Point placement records
--------

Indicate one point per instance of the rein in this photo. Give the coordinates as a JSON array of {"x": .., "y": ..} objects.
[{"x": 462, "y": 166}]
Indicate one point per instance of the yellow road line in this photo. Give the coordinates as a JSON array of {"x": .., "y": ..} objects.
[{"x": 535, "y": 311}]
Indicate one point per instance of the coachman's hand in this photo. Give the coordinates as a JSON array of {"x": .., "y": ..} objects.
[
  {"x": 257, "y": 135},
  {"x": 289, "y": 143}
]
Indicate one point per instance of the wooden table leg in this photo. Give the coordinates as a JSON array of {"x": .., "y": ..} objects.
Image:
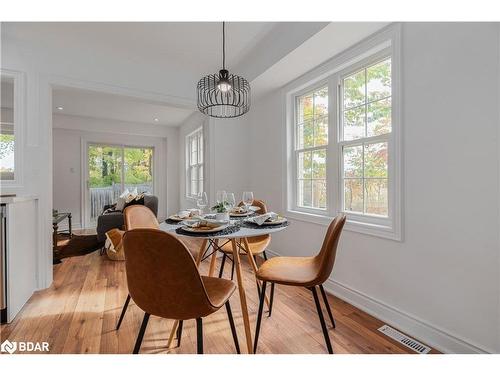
[
  {"x": 69, "y": 226},
  {"x": 172, "y": 334},
  {"x": 251, "y": 260},
  {"x": 243, "y": 299},
  {"x": 213, "y": 261},
  {"x": 203, "y": 248}
]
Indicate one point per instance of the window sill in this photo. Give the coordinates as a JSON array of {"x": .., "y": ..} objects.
[{"x": 352, "y": 225}]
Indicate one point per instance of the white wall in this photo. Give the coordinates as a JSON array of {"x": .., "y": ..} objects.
[
  {"x": 227, "y": 145},
  {"x": 441, "y": 283},
  {"x": 68, "y": 133}
]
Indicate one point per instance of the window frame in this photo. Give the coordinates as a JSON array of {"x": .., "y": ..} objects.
[
  {"x": 374, "y": 49},
  {"x": 19, "y": 127},
  {"x": 198, "y": 133},
  {"x": 296, "y": 151}
]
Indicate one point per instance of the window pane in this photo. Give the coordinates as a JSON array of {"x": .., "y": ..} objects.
[
  {"x": 353, "y": 161},
  {"x": 321, "y": 102},
  {"x": 354, "y": 90},
  {"x": 319, "y": 164},
  {"x": 305, "y": 135},
  {"x": 378, "y": 79},
  {"x": 7, "y": 129},
  {"x": 138, "y": 169},
  {"x": 353, "y": 194},
  {"x": 304, "y": 193},
  {"x": 376, "y": 196},
  {"x": 379, "y": 117},
  {"x": 376, "y": 159},
  {"x": 304, "y": 108},
  {"x": 304, "y": 165},
  {"x": 354, "y": 123},
  {"x": 319, "y": 193},
  {"x": 321, "y": 131}
]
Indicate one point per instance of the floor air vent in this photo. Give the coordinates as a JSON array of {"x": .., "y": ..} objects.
[{"x": 405, "y": 340}]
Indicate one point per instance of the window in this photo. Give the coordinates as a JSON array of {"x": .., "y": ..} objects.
[
  {"x": 343, "y": 140},
  {"x": 114, "y": 168},
  {"x": 311, "y": 142},
  {"x": 365, "y": 116},
  {"x": 194, "y": 161}
]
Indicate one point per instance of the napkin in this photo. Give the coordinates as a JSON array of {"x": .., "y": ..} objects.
[{"x": 259, "y": 220}]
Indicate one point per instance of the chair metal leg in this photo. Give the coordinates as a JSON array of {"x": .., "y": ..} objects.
[
  {"x": 125, "y": 306},
  {"x": 259, "y": 316},
  {"x": 325, "y": 300},
  {"x": 140, "y": 336},
  {"x": 233, "y": 327},
  {"x": 322, "y": 320},
  {"x": 271, "y": 299},
  {"x": 179, "y": 332},
  {"x": 199, "y": 335},
  {"x": 222, "y": 265}
]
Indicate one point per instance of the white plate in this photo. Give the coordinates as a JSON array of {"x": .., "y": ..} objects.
[
  {"x": 243, "y": 214},
  {"x": 196, "y": 230},
  {"x": 177, "y": 218},
  {"x": 277, "y": 222}
]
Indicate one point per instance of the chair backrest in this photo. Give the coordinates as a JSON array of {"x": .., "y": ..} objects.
[
  {"x": 139, "y": 216},
  {"x": 257, "y": 203},
  {"x": 326, "y": 256},
  {"x": 162, "y": 276}
]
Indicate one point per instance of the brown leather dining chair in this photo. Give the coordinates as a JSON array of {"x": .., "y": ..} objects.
[
  {"x": 164, "y": 281},
  {"x": 308, "y": 272},
  {"x": 135, "y": 217},
  {"x": 257, "y": 245}
]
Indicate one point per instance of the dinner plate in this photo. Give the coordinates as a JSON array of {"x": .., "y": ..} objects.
[
  {"x": 243, "y": 214},
  {"x": 276, "y": 222},
  {"x": 211, "y": 230},
  {"x": 177, "y": 218}
]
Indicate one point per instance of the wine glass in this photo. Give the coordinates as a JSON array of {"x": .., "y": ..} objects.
[
  {"x": 230, "y": 202},
  {"x": 247, "y": 199},
  {"x": 202, "y": 201},
  {"x": 221, "y": 196}
]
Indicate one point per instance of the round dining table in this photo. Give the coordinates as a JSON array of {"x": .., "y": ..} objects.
[{"x": 237, "y": 238}]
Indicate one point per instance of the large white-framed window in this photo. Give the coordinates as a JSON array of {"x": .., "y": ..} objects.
[
  {"x": 194, "y": 163},
  {"x": 351, "y": 160}
]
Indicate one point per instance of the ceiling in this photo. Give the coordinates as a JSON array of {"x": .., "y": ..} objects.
[
  {"x": 76, "y": 102},
  {"x": 190, "y": 46}
]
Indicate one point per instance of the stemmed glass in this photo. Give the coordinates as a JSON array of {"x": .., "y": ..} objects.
[
  {"x": 247, "y": 199},
  {"x": 230, "y": 202},
  {"x": 221, "y": 196},
  {"x": 202, "y": 201}
]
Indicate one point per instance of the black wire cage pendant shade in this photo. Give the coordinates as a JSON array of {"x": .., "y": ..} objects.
[{"x": 223, "y": 95}]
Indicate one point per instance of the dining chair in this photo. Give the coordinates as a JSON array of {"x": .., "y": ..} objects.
[
  {"x": 136, "y": 216},
  {"x": 257, "y": 245},
  {"x": 308, "y": 272},
  {"x": 168, "y": 284}
]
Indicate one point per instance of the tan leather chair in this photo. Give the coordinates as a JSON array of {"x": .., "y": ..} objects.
[
  {"x": 257, "y": 245},
  {"x": 164, "y": 281},
  {"x": 308, "y": 272},
  {"x": 135, "y": 217}
]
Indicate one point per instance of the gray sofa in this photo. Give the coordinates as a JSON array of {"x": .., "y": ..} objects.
[{"x": 114, "y": 219}]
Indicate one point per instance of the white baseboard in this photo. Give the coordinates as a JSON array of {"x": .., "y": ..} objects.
[{"x": 435, "y": 337}]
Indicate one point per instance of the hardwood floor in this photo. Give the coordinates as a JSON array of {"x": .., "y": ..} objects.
[{"x": 78, "y": 314}]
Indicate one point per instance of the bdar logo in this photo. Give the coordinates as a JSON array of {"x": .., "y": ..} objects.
[{"x": 8, "y": 347}]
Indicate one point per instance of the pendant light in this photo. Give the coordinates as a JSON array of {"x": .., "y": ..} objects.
[{"x": 223, "y": 95}]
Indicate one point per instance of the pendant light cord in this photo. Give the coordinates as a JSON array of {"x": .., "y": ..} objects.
[{"x": 223, "y": 45}]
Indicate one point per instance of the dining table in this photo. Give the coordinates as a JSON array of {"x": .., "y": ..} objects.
[{"x": 239, "y": 232}]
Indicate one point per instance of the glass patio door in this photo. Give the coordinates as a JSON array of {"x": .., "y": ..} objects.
[{"x": 111, "y": 170}]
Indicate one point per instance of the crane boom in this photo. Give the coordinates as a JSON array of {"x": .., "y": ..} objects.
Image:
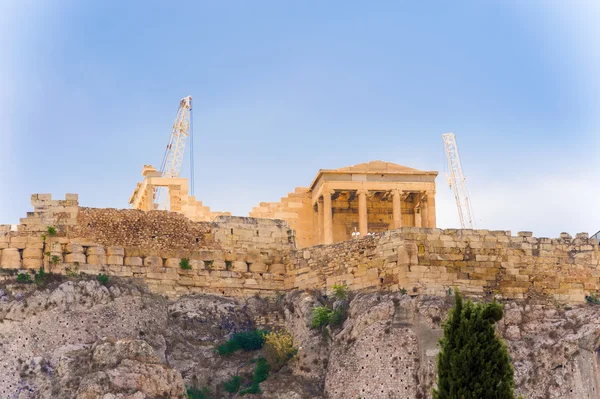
[
  {"x": 175, "y": 151},
  {"x": 457, "y": 182}
]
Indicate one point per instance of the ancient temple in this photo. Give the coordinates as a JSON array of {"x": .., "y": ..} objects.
[
  {"x": 340, "y": 204},
  {"x": 354, "y": 201}
]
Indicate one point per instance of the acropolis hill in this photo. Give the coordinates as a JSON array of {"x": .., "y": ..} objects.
[{"x": 304, "y": 241}]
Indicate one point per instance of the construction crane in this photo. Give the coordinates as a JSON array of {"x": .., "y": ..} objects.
[
  {"x": 175, "y": 151},
  {"x": 456, "y": 180}
]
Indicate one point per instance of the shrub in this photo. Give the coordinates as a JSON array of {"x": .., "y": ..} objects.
[
  {"x": 261, "y": 372},
  {"x": 23, "y": 278},
  {"x": 338, "y": 316},
  {"x": 340, "y": 291},
  {"x": 185, "y": 264},
  {"x": 320, "y": 316},
  {"x": 233, "y": 385},
  {"x": 103, "y": 278},
  {"x": 473, "y": 361},
  {"x": 246, "y": 341},
  {"x": 279, "y": 348},
  {"x": 195, "y": 393}
]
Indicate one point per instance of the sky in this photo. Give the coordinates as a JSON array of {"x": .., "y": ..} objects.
[{"x": 89, "y": 92}]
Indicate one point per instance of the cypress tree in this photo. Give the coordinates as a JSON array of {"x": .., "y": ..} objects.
[{"x": 473, "y": 362}]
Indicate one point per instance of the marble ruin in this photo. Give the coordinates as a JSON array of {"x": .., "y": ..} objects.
[
  {"x": 243, "y": 256},
  {"x": 340, "y": 204},
  {"x": 356, "y": 201}
]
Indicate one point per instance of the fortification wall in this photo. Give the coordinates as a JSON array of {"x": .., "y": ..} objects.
[
  {"x": 232, "y": 256},
  {"x": 242, "y": 256},
  {"x": 296, "y": 209},
  {"x": 431, "y": 261}
]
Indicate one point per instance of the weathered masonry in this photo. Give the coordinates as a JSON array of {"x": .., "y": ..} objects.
[
  {"x": 244, "y": 256},
  {"x": 340, "y": 203},
  {"x": 355, "y": 201}
]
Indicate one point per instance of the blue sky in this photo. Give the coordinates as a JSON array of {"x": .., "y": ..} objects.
[{"x": 89, "y": 91}]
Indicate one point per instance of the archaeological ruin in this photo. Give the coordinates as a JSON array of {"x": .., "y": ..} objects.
[{"x": 305, "y": 241}]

--------

■ The problem: Output the line that contains "Indicate one point per instance of the sky", followed by every later line in the listing, with no line omitted and none added.

■ Correct result:
Indicate one point per instance of the sky in this photo. Give the coordinates as a JSON array of {"x": .., "y": ..} objects.
[{"x": 89, "y": 92}]
Indicate one point per instance of the cypress tree in this photo. Give the coordinates as a JSON array of {"x": .., "y": ..} objects.
[{"x": 473, "y": 362}]
Indicate one point per instance of the marble ruin in this photo. Give the coordinates as a JSON array of {"x": .., "y": ..} objects.
[
  {"x": 243, "y": 256},
  {"x": 340, "y": 204},
  {"x": 356, "y": 201}
]
Indicate one point per instance of the fortification wall in this photo. Give the coordinates as a JSON array of {"x": .., "y": ..} objects.
[
  {"x": 232, "y": 256},
  {"x": 242, "y": 256},
  {"x": 296, "y": 209},
  {"x": 431, "y": 261}
]
Indicate one point per instance of the weathered masonry in this photo. Give the coordinates as a JSON array of {"x": .., "y": ..} objects.
[
  {"x": 244, "y": 256},
  {"x": 340, "y": 203},
  {"x": 355, "y": 201}
]
Indicate one point per instance of the blue sky in this photo. Give the coordinates as a JSON array of {"x": .., "y": ..} objects.
[{"x": 89, "y": 91}]
Indicate one point per instance of the archaeological ruin in this photo. Give the coordinates as a JSON array of {"x": .., "y": ..} objects.
[{"x": 305, "y": 241}]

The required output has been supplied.